▶ **Records for processing**:

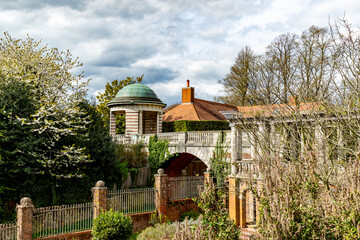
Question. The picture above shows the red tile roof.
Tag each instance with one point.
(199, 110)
==
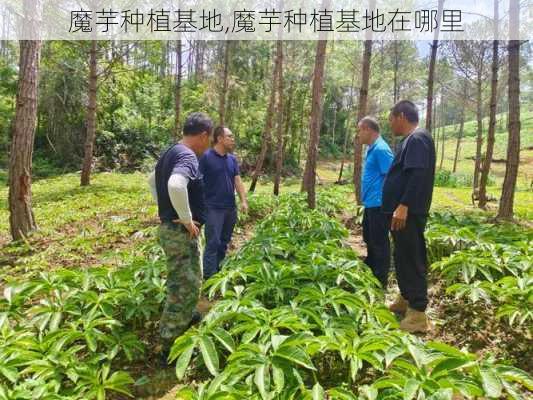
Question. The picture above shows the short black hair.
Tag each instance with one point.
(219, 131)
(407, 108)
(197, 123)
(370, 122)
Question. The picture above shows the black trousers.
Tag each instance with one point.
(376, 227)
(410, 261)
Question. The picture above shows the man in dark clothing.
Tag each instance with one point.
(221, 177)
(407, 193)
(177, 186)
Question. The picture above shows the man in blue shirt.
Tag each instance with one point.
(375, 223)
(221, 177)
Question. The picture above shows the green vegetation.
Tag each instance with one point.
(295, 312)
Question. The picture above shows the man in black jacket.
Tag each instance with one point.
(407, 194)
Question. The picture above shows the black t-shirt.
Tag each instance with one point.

▶ **Instructions to follow**: From the entries above, extract every line where the word "black" appears.

▶ **Output of the exercise**:
Question. The picture above shows the short black hair.
Question. The picture above shows the black trousers.
Question. The picture above shows the man in black jacket.
Question. The picture above shows the black t-shirt.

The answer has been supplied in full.